- Born: 13 March 1966 (age 60) Helsinki, Finland
- Education: University of Pavia
- Years active: 2000–present
- Spouse: Wyatt Orsmond ​ ​(m. 1995)​
- Children: 2
- Website: drevasclinics.ie

= Eva Orsmond =

Weight loss expert

Eva Orsmond (born 13 March 1966) is a weight loss expert born in Finland but based in Ireland since moving there in 2000.

==Career==
Orsmond qualified in medicine at Pavia University in 1990, then trained in public health at the Nordiska högskolan för folkhälsovetenskap in Gothenburg. She worked in Bangladesh, Finland and Namibia before moving to Ireland in 2000.

Orsmond owns four Orsmond Clinics around Ireland, which she set up in 2001. Orsmond has appeared on Off the Rails, The Big Bite, Prime Time, The Late Late Show, Saturday Night Show, Meet the Family, Corrigan Knows Food, Claire Byrne Live, The Nolan Show, The Ray D'arcy Show and was a medical consultant on the RTÉ weight loss show Operation Transformation, which she quit in October 2015.

In January 2016, Eva Orsmond presented Sugar Crash an RTÉ documentary about sugar consumption and health issues of the Irish population. She has also appeared in The Restaurant. In 2017, she appeared on the first season of the Irish version of Dancing with the Stars.

==Views==
Orsmond stated that "pregnant women allowing themselves to be overweight is criminal"; these comments drew objections from a number of obesity experts, published in an open letter. She has also said in interviews that there's nothing wrong with women aspiring to have the body of a Victoria's Secret model. She has further said that children should be weighed in school to help tackle Ireland’s obesity crisis. Orsmond has also stated that in her opinion a sugar tax would stop people from eating sugar.

==Personal life==
In 1995, Orsmond married South African Wyatt Orsmond with whom she has two children. She lived in Cape Town, South Africa, for five years before moving to Ireland in 2000. Orsmond revealed in a 2015 interview that she has taken up pole dancing to help keep fit.

TASK REQUIREMENTS:
1/ Answer from the Eva Orsmond article:
(a) In what year did Orsmond qualify in medicine at Pavia University?
(b) What RTÉ documentary did she present in January 2016?
(c) In which city did she live for five years before moving to Ireland?
2/ Transcribe the Eva Orsmond article from "In January 2016, Eva" up to and including "from eating sugar.".
3/ List every country named in the Eva Orsmond article.
The data that follow come from a different source than the Eva Orsmond article.

Referring expression pointing data
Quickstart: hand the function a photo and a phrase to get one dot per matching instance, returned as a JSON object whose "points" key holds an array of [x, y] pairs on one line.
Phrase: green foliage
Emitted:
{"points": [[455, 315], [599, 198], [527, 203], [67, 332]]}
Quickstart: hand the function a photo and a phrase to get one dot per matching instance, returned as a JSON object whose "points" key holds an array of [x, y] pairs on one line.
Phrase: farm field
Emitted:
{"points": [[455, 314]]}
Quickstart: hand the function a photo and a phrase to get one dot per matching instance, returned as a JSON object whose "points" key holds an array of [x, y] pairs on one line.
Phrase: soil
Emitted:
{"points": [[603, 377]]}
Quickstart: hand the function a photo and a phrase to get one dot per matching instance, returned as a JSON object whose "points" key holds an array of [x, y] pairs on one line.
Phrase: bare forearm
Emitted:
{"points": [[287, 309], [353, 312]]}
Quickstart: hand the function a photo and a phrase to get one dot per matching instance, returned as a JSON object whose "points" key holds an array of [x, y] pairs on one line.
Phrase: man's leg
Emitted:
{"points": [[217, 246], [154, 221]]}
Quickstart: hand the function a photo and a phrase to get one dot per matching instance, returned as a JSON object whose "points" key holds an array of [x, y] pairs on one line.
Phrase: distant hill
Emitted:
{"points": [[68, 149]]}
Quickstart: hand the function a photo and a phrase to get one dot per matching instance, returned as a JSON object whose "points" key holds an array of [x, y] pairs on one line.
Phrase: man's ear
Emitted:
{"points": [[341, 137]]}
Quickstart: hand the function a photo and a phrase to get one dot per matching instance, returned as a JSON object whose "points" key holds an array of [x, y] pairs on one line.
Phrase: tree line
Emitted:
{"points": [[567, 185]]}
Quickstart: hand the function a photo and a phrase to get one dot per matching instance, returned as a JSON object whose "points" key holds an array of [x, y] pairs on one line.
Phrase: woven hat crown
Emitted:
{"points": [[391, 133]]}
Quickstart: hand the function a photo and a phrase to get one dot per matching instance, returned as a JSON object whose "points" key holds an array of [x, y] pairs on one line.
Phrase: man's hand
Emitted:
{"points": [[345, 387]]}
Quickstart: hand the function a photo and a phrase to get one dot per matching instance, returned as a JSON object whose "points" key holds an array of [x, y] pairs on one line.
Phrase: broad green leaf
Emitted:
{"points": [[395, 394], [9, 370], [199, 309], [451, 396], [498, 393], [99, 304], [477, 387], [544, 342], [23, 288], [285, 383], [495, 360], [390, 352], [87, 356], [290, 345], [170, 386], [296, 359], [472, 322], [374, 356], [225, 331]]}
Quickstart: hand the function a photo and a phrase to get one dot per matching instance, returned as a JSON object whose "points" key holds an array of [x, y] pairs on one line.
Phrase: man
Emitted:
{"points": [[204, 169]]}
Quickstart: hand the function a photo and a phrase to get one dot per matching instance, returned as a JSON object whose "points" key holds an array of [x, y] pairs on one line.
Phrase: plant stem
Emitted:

SOLUTION LIST:
1/
(a) 1990
(b) Sugar Crash
(c) Cape Town, South Africa

2/
In January 2016, Eva Orsmond presented Sugar Crash an RTÉ documentary about sugar consumption and health issues of the Irish population. She has also appeared in The Restaurant. In 2017, she appeared on the first season of the Irish version of Dancing with the Stars.

==Views==
Orsmond stated that "pregnant women allowing themselves to be overweight is criminal"; these comments drew objections from a number of obesity experts, published in an open letter. She has also said in interviews that there's nothing wrong with women aspiring to have the body of a Victoria's Secret model. She has further said that children should be weighed in school to help tackle Ireland’s obesity crisis. Orsmond has also stated that in her opinion a sugar tax would stop people from eating sugar.

3/ Finland, Ireland, Bangladesh, Namibia, South Africa